Problems and tasks:
• A. Answer these questions about the loan agreement excerpt:
(i) Which regulation of the FRB must Permitted Acquisition transactions not violate?
(ii) What dollar threshold does Schedule 5.24 use for the Indebtedness it lists?
(iii) Which three acts does section 5.21 say no Borrower Party is subject to regulation under?
• B. Which acts are named in the loan agreement excerpt? List every one.
• C. Could you reproduce the loan agreement excerpt from "None of the" to "of such Person."?

Document extract:
---
None of the transactions contemplated by any Permitted Acquisition will violate
Regulation U of the FRB.

         5.20     HOSTILE SECURITIES TRANSACTIONS. No proceeds of any Loan will
be used to acquire from any Person any security in a transaction that is hostile
from the point of view of such Person.

         5.21     INVESTMENT COMPANY ACT, ETC. No Borrower Party is an
investment company registered or required to be registered under the Investment
Company Act of 1940, as amended, or a company controlled (within the meaning of
such Investment Company Act) by such an investment company or an affiliated
person of, or promoter or principal underwriter for, an investment company, as
such terms are defined in the Investment Company Act of 1940, as amended. No
Borrower Party is subject to regulation under the Public Utility Holding Company
Act of 1935, the Federal Power Act or the Interstate Commerce Act.

                                      -26-

<PAGE>

         5.22     FILINGS. All registration statements, reports, proxy
statements and other documents, if any, required to be filed by Company with the
Securities and Exchange Commission pursuant to the Securities Act of 1933, as
amended, and the Securities Exchange Act of 1934, as amended, have been filed,
and such filings are complete and accurate in all material respects and contain
no untrue statements of material fact or omit to state any material facts
required to be stated therein or necessary in order to make the statements there
in not misleading in light of the circumstances in which made.

         5.23     BROKER'S FEES. No broker or finder is entitled to compensation
for services rendered with respect to the loan transactions contemplated by this
Agreement and the other Loan Documents.

         5.24     INDEBTEDNESS OUTSTANDING ON CLOSING DATE. Schedule 5.24 lists,
as of the Closing Date, all outstanding Indebtedness of Company and its
Subsidiaries in excess of $1,000,000, all Liens on property of Company and its
Subsidiaries securing Indebtedness in excess of $1,000,000 and all contractual
obligations undertaken by the Company and its Subsidiaries in connection with
Indebtedness in excess of $1,000,000 restricting Liens on property of Company
and its Subsidiaries.
---
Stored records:

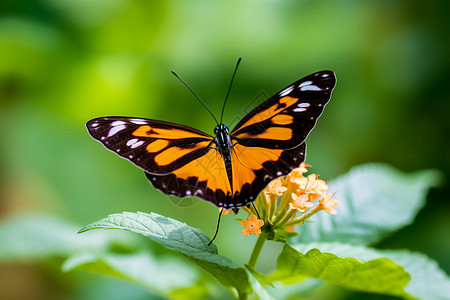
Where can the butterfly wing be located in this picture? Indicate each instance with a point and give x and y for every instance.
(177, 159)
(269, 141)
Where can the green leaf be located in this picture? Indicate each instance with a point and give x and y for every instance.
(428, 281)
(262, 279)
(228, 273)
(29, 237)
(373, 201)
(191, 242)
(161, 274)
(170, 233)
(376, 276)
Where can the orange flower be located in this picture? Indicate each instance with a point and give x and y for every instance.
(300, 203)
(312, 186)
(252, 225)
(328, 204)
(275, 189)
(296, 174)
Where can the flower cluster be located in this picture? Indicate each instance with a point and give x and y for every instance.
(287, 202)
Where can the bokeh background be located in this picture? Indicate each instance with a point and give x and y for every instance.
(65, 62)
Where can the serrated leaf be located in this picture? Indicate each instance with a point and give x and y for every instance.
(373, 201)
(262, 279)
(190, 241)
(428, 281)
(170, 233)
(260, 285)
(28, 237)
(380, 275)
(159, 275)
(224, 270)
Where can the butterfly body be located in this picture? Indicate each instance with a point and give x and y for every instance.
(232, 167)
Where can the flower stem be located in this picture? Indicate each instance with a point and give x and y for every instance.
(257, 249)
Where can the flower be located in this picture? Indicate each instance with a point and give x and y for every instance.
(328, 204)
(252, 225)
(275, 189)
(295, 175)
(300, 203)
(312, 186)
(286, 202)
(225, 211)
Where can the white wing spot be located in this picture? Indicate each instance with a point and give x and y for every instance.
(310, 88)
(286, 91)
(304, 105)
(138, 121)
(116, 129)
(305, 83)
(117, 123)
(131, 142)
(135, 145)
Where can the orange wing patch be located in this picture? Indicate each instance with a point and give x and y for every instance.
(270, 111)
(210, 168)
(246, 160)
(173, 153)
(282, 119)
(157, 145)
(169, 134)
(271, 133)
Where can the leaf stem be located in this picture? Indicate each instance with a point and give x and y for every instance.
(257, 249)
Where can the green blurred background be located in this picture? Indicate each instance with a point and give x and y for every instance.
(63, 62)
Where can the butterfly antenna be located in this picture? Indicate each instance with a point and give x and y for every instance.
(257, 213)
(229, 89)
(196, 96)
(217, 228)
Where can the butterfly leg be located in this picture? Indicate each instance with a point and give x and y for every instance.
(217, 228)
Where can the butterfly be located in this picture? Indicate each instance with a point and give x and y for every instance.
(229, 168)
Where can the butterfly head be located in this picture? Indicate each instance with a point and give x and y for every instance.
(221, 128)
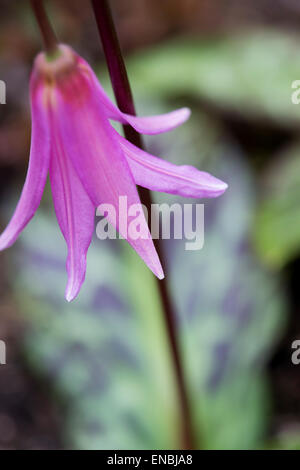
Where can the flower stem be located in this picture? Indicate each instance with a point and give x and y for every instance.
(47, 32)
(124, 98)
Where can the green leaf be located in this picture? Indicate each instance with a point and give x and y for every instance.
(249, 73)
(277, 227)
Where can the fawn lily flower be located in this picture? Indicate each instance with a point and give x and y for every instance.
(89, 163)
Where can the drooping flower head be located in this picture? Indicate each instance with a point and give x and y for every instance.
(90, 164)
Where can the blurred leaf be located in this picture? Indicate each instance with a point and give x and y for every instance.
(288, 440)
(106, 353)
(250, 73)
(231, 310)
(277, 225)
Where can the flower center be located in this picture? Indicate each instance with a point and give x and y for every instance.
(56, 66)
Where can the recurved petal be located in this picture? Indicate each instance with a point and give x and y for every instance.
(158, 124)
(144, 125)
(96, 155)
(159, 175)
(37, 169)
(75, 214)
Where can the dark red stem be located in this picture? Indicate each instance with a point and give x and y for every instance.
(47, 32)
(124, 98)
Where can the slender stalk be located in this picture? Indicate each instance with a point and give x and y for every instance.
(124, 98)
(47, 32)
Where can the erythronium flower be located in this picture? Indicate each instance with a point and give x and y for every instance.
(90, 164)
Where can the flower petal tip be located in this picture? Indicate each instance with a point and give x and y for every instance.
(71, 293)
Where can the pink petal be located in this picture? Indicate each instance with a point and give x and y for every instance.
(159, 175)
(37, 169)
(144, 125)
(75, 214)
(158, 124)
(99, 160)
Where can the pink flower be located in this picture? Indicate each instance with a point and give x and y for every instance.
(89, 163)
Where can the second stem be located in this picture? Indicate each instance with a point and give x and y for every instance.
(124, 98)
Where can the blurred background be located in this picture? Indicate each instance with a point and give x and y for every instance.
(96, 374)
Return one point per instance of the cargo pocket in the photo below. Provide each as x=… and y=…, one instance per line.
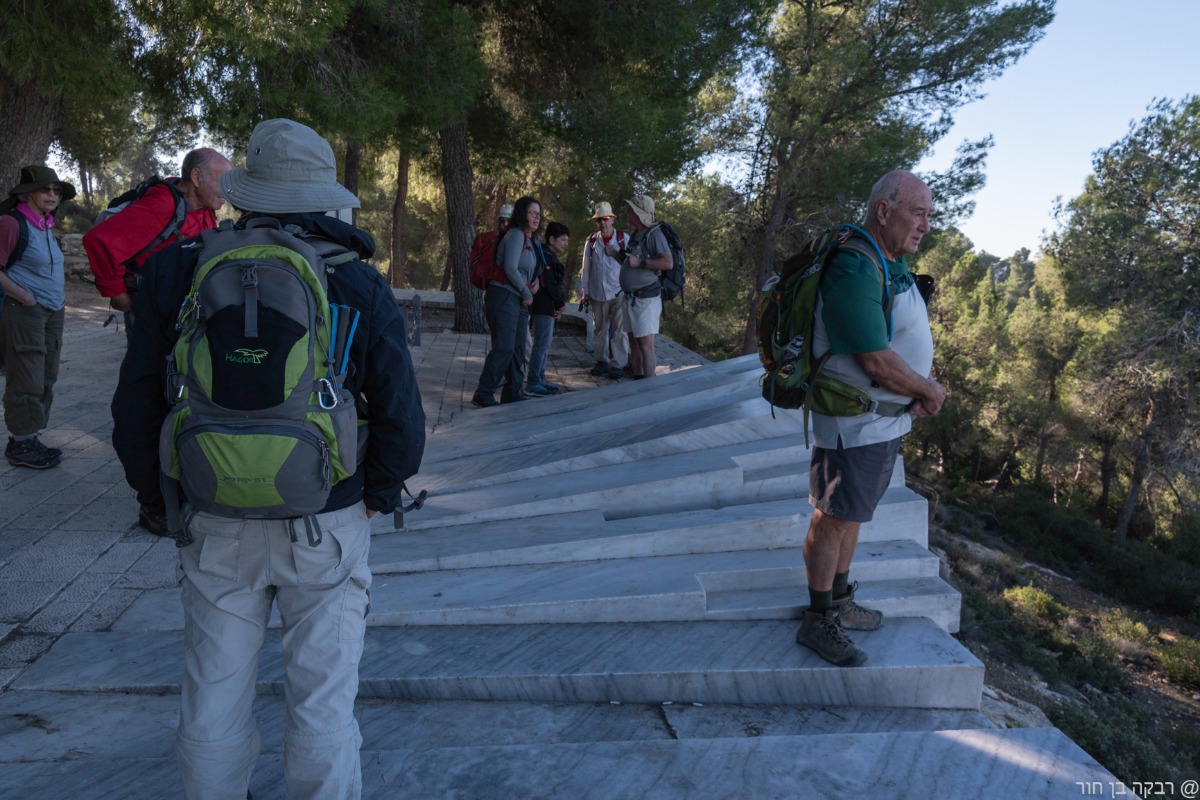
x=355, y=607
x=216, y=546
---
Solved tasks:
• A.
(i) Regulation U
(ii) $1,000,000
(iii) The Public Utility Holding Company Act of 1935, the Federal Power Act and the Interstate Commerce Act

• B.
- Investment Company Act of 1940
- Public Utility Holding Company Act of 1935
- Federal Power Act
- Interstate Commerce Act
- Securities Act of 1933
- Securities Exchange Act of 1934

• C.
None of the transactions contemplated by any Permitted Acquisition will violate
Regulation U of the FRB.

         5.20     HOSTILE SECURITIES TRANSACTIONS. No proceeds of any Loan will
be used to acquire from any Person any security in a transaction that is hostile
from the point of view of such Person.